SELECTED EXCERPT:
____________________

Religion that is pure and undefiled before God, the Father, is this: to care for orphans and widows in their distress, and to keep oneself unstained by the world.

New Revised Standard Version, copyright 1989, by the National Council of the Churches of Christ in the United States of America. Used by permission. All rights reserved. USCCB approved. http://www.usccb.org/bible/approved-translation

For Others

Social scientists note that there are definite stages in the development of human moral character.  Children need well-defined rules of behavior with the promise/threat of rewards/punishment as a consequence of misbehavior. With more life-experience and a growing sense of personal selfhood, one tends to balance strict obedience to rules with heightened awareness of the inevitable complexity of real-life situations. One thus feels free to bend the rules occasionally for the sake of what is thought to be a higher good (either for the self or for others).

____________________

DATA SHOWN:
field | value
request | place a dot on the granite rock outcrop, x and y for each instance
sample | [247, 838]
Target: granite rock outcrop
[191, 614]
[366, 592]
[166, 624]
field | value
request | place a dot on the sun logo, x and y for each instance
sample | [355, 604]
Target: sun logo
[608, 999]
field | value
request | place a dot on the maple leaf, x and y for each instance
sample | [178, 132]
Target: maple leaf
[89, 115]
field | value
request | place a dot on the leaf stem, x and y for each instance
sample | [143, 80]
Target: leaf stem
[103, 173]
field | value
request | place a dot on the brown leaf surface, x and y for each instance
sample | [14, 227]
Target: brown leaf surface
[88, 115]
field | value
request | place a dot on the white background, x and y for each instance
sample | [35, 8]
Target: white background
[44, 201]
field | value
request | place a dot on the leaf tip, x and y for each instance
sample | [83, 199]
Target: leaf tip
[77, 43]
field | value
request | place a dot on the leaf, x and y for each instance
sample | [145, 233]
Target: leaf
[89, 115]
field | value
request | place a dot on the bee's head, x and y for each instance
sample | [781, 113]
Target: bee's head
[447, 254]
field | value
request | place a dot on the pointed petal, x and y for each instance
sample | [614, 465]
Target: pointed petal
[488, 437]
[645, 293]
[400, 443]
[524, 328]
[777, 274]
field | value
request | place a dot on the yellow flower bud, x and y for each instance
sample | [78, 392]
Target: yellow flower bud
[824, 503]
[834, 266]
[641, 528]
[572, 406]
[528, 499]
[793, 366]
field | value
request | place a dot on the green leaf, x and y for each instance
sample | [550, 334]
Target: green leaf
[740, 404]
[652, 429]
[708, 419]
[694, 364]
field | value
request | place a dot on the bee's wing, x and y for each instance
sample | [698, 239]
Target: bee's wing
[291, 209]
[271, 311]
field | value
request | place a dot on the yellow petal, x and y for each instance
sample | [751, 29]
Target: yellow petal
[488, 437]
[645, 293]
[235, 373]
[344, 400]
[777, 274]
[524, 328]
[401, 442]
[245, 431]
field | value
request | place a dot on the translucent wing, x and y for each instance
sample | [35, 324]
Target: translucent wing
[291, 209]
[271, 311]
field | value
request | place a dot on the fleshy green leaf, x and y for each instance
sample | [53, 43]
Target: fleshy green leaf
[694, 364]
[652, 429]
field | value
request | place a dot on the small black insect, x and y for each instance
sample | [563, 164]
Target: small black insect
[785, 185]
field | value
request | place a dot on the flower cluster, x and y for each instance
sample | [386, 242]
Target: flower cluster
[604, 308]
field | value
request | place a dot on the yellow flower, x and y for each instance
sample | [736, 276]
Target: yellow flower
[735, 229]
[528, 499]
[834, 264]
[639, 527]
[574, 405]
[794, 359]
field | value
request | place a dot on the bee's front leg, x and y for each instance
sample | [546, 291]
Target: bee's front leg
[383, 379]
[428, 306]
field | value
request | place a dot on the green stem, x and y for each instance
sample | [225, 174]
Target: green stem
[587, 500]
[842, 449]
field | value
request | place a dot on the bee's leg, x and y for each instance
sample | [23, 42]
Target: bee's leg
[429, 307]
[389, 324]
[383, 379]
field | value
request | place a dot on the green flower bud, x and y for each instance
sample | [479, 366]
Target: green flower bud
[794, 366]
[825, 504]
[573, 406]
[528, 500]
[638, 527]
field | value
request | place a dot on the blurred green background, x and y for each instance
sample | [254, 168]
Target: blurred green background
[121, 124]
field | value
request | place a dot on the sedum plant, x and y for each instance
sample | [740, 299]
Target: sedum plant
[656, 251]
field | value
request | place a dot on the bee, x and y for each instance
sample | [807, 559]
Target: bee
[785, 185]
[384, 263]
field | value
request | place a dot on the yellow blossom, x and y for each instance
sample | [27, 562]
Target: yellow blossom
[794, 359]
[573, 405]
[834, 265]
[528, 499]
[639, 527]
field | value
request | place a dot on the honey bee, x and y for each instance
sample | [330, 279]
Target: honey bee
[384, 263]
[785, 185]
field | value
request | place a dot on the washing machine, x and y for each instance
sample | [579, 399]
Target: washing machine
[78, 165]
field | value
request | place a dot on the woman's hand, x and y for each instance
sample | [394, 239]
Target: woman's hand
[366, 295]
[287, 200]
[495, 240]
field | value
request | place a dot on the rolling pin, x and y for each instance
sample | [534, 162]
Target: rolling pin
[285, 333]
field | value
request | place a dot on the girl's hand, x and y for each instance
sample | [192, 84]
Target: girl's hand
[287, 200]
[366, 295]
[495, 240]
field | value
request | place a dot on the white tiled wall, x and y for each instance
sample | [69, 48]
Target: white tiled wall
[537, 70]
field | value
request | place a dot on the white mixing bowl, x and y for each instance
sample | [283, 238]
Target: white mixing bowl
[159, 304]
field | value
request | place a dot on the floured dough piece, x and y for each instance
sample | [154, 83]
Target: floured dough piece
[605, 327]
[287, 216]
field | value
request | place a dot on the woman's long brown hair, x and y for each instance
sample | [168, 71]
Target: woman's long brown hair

____________________

WRITTEN PROBLEM A:
In the passage above the entries, pure and undefiled religion before God includes caring for which two groups in their distress?
WRITTEN PROBLEM B:
Pull out every line of the entries that contains the word "hair".

WRITTEN REPLY A:
Orphans and widows.

WRITTEN REPLY B:
request | place a dot on the woman's long brown hair, x and y for each instance
Target: woman's long brown hair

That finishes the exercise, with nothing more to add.